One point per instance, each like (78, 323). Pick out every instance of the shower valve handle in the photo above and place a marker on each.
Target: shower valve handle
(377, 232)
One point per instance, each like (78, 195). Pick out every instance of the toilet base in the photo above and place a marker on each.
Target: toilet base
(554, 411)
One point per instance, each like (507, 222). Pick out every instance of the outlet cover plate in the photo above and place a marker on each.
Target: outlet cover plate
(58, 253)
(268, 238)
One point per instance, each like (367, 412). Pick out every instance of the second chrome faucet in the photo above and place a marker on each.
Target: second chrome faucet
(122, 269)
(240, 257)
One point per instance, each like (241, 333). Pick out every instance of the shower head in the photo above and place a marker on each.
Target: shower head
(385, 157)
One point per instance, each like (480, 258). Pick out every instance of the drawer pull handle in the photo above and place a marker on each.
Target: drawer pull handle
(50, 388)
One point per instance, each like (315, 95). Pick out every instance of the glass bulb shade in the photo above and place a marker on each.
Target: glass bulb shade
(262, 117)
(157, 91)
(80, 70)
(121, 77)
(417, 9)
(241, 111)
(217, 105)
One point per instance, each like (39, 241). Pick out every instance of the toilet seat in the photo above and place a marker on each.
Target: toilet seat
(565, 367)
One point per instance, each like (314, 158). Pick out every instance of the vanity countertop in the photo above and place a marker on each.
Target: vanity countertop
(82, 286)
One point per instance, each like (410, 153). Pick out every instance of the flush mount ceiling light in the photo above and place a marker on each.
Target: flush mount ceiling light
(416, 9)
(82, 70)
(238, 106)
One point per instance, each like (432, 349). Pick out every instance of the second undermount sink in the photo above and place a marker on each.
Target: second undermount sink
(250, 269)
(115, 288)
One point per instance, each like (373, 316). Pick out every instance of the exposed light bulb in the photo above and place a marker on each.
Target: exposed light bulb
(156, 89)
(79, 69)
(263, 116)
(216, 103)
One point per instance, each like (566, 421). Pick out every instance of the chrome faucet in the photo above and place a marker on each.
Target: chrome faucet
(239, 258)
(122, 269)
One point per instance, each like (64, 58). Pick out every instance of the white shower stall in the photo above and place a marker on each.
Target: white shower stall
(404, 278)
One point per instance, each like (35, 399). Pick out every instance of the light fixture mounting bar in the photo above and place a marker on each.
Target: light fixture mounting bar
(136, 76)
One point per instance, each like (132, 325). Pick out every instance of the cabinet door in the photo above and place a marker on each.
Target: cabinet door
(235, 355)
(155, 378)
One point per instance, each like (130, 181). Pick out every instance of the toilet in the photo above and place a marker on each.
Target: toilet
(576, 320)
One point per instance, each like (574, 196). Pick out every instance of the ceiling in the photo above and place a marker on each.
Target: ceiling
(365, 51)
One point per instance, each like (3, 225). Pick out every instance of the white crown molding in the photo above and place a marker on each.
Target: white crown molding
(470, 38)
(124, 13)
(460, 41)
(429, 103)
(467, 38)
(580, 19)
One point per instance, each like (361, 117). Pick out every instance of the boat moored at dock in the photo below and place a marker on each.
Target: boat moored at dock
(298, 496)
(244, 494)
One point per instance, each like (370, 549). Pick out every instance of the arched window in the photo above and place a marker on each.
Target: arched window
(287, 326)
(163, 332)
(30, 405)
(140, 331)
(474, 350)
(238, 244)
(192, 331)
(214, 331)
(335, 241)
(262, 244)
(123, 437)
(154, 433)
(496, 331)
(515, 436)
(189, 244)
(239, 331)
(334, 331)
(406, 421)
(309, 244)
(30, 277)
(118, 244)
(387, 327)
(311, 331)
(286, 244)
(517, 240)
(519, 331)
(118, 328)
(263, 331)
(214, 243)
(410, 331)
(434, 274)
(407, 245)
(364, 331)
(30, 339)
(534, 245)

++++++++++++++++++++

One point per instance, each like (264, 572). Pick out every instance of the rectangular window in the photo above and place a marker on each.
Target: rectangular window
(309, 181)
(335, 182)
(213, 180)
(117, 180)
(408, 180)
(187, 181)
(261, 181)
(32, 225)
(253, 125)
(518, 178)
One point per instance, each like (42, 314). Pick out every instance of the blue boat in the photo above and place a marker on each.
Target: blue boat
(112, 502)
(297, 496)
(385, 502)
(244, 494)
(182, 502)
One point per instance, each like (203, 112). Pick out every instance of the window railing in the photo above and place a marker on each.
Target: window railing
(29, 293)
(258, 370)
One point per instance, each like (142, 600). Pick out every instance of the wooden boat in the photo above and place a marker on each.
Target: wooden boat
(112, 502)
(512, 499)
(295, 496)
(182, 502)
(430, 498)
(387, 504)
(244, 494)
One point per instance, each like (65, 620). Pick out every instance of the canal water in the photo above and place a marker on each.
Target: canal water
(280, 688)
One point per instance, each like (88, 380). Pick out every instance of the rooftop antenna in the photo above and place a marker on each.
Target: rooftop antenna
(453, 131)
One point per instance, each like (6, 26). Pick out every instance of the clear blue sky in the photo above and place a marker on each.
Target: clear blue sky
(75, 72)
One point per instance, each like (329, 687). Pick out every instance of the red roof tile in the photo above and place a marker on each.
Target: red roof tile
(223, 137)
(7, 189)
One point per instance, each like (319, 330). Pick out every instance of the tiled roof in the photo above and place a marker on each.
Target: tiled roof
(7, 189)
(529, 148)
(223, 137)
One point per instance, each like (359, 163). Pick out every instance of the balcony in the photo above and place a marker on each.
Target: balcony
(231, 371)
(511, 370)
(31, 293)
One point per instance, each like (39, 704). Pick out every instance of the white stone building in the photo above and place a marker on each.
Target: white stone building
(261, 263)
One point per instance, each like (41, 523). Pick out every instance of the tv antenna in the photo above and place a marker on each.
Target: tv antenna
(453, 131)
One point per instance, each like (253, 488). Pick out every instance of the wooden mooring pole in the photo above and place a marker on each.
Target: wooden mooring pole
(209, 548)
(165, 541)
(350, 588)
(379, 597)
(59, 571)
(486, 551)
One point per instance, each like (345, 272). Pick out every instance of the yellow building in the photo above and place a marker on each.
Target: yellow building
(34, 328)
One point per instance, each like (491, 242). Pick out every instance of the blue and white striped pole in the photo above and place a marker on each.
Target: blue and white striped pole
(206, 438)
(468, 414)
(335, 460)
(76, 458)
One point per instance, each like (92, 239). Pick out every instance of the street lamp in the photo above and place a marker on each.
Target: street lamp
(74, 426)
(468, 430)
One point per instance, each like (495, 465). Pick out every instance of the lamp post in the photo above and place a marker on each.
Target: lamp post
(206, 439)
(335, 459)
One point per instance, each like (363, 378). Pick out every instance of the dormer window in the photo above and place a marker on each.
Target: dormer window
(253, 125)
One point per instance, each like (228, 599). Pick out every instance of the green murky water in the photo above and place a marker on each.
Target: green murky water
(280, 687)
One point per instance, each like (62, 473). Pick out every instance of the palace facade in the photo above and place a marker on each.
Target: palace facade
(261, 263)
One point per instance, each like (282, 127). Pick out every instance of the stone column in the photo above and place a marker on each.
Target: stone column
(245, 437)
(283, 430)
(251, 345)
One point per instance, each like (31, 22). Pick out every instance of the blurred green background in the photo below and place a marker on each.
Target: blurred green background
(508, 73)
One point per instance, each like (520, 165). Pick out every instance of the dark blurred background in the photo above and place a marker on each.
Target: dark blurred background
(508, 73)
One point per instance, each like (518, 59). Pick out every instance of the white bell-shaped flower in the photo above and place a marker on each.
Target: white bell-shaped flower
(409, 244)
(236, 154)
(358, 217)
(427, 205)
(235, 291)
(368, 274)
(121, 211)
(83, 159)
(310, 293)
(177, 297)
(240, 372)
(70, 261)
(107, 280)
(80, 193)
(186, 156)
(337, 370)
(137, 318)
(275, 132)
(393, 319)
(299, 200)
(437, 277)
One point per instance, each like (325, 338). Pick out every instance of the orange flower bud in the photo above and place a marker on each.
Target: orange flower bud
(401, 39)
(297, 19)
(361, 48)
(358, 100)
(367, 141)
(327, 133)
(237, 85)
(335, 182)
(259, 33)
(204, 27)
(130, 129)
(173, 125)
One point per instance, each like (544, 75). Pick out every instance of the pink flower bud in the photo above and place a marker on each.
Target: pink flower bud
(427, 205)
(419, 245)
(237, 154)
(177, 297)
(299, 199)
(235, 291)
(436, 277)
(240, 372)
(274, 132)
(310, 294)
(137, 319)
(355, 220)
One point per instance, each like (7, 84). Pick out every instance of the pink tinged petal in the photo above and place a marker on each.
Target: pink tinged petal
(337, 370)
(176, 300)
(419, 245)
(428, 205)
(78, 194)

++++++++++++++++++++

TASK OBJECTIVE ::
How many lines in the records above contain the word "base"? Reply with the number only.

REPLY TO THE TASK ::
2